■ **WRITTEN EXERCISE**
Produce an exact copy of all the records.

[Start of RECORDS SHOWN]

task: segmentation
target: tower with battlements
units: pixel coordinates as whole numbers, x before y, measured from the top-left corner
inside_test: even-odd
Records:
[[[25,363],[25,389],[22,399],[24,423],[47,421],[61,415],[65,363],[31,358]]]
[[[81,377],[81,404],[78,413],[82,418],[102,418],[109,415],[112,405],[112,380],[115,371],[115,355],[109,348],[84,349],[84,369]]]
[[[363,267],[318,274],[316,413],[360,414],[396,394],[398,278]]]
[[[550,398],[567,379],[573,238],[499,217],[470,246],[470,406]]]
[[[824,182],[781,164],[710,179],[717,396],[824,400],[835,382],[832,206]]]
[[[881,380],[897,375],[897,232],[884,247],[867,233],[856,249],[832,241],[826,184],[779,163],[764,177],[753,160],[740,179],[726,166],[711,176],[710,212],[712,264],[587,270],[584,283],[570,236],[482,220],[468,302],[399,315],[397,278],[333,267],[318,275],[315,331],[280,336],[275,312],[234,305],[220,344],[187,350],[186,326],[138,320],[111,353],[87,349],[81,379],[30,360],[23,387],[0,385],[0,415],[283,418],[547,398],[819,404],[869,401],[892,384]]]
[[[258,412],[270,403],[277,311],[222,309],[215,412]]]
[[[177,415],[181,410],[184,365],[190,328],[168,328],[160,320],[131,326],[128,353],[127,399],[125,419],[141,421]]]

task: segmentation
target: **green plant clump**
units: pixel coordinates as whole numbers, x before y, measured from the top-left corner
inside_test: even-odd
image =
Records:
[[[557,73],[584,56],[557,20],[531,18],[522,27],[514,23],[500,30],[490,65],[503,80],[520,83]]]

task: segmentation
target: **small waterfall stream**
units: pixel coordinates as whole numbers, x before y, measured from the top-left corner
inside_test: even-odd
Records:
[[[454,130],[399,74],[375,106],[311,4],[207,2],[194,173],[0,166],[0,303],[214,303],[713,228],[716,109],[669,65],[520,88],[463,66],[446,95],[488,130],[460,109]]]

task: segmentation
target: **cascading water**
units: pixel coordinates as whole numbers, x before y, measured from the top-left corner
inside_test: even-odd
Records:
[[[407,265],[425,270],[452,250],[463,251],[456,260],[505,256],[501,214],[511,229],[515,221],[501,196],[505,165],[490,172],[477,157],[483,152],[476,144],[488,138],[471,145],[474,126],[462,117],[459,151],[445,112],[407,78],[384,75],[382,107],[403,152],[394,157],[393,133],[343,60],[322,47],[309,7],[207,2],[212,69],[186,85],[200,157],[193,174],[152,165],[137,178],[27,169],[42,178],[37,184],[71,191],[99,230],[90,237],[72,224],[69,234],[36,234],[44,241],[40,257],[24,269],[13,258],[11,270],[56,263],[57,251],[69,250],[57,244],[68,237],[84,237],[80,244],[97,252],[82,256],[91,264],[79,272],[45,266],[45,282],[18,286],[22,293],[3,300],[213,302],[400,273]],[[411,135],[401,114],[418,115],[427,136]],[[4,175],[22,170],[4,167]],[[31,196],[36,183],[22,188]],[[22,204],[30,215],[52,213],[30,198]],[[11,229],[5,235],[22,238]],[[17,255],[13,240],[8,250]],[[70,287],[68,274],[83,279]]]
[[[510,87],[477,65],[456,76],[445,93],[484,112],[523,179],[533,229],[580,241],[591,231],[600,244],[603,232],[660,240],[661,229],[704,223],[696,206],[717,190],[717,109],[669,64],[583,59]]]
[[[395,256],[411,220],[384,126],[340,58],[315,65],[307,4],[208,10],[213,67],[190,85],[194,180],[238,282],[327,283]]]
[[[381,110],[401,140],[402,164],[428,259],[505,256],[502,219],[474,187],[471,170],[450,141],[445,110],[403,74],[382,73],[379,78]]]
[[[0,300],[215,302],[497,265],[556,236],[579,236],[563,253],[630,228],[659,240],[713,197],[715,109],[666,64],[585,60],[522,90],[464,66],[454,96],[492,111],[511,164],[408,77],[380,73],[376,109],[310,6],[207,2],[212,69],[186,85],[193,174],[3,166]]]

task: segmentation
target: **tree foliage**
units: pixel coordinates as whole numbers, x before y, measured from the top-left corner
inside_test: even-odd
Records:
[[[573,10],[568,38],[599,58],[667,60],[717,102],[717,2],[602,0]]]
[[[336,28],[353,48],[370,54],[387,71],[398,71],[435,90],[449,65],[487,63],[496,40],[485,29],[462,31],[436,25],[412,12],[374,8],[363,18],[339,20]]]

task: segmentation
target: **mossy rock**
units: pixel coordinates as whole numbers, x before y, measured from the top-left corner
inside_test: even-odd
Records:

[End of RECORDS SHOWN]

■ **TASK RESULT**
task: segmentation
target: tower with battlements
units: pixel coordinates as whole numbers, x before y, measured from the top-left corner
inside_test: even-odd
Records:
[[[25,363],[25,389],[22,399],[24,423],[47,421],[61,415],[65,363],[31,358]]]
[[[81,377],[81,404],[78,413],[82,418],[102,418],[109,415],[112,405],[112,380],[115,371],[115,355],[109,348],[84,349],[84,369]]]
[[[363,267],[318,274],[316,413],[360,414],[396,394],[398,278]]]
[[[550,398],[567,379],[573,238],[499,217],[470,246],[470,406]]]
[[[824,182],[781,164],[710,179],[717,396],[824,400],[835,382],[832,206]]]
[[[881,380],[897,375],[897,232],[884,247],[867,233],[856,249],[832,241],[826,184],[779,163],[764,177],[753,160],[740,179],[726,166],[711,176],[710,212],[712,264],[587,270],[584,283],[570,236],[482,220],[468,302],[399,315],[397,278],[333,267],[318,275],[315,331],[280,336],[275,312],[234,305],[220,344],[187,350],[186,326],[138,320],[111,353],[87,349],[81,379],[30,360],[23,387],[0,385],[0,415],[283,418],[547,398],[819,404],[869,401],[892,384]]]
[[[258,412],[270,403],[277,311],[222,309],[215,412]]]
[[[177,415],[181,410],[184,365],[190,328],[168,328],[160,320],[131,326],[128,353],[127,399],[125,419],[141,421]]]

task: segmentation
target: **green plant clump**
units: pixel coordinates as whole numbers, x before y, measured from the top-left corner
inside_test: even-odd
image =
Records:
[[[557,73],[584,56],[557,20],[531,18],[522,27],[514,23],[500,30],[490,65],[503,80],[520,83]]]

task: segmentation
target: **small waterfall stream**
units: pixel coordinates as whole numbers, x before y, measured from the top-left corner
inside_test: even-odd
Records:
[[[454,130],[399,74],[375,106],[311,4],[207,2],[194,173],[0,166],[0,303],[214,303],[713,228],[716,109],[669,65],[520,88],[463,66],[446,95],[488,130],[460,109]]]

task: segmentation
target: **cascading water**
units: pixel coordinates as whole numbers, x before y, measured from the top-left corner
inside_test: even-odd
Records:
[[[407,265],[425,270],[452,250],[463,251],[456,260],[505,256],[501,214],[511,229],[515,221],[501,196],[505,165],[490,172],[477,157],[483,152],[476,144],[488,138],[471,145],[474,126],[462,117],[459,151],[445,112],[407,78],[384,75],[382,107],[403,152],[394,157],[393,133],[343,60],[322,47],[309,7],[207,2],[212,69],[186,85],[200,157],[193,174],[152,165],[137,178],[27,169],[42,178],[37,184],[71,191],[99,230],[90,237],[72,224],[69,234],[36,234],[44,241],[40,257],[24,269],[13,258],[11,270],[56,263],[57,251],[69,250],[57,244],[68,237],[84,237],[80,244],[97,252],[82,256],[91,264],[79,272],[45,266],[45,282],[18,286],[22,293],[3,300],[213,302],[400,273]],[[411,135],[401,114],[418,115],[427,136]],[[4,175],[22,170],[4,167]],[[31,196],[36,183],[22,188]],[[22,204],[30,215],[52,213],[30,198]],[[11,229],[5,235],[22,238]],[[17,255],[13,240],[8,250]],[[70,287],[68,274],[83,279]]]
[[[510,87],[477,65],[456,76],[445,93],[484,112],[523,179],[533,229],[580,241],[591,231],[600,244],[603,232],[660,240],[661,229],[704,223],[696,206],[717,190],[717,109],[669,64],[583,59]]]
[[[395,256],[411,220],[384,126],[340,58],[315,65],[307,4],[208,10],[213,67],[190,85],[194,180],[238,282],[327,283]]]
[[[381,110],[401,140],[402,164],[428,259],[505,256],[502,219],[474,187],[471,170],[450,141],[445,110],[403,74],[382,73],[379,78]]]
[[[0,300],[215,302],[497,265],[556,236],[579,236],[563,253],[630,228],[659,240],[713,197],[715,109],[666,64],[585,60],[522,90],[464,66],[454,96],[492,111],[511,164],[408,77],[380,73],[376,109],[310,6],[207,2],[212,69],[186,85],[193,174],[3,166]]]

task: segmentation
target: **tree foliage**
units: pixel coordinates as whole numbers, x before y, measured from the top-left corner
inside_test: even-odd
Records:
[[[573,10],[568,38],[599,58],[667,60],[717,102],[717,2],[602,0]]]
[[[336,28],[353,48],[370,54],[387,71],[398,71],[435,90],[449,65],[487,63],[496,40],[485,29],[462,31],[436,25],[412,12],[374,8],[363,18],[339,20]]]

task: segmentation
target: **mossy rock**
units: pixel coordinates as whole numbers, x before y, measured from the top-left corner
inside_test: even-odd
Records:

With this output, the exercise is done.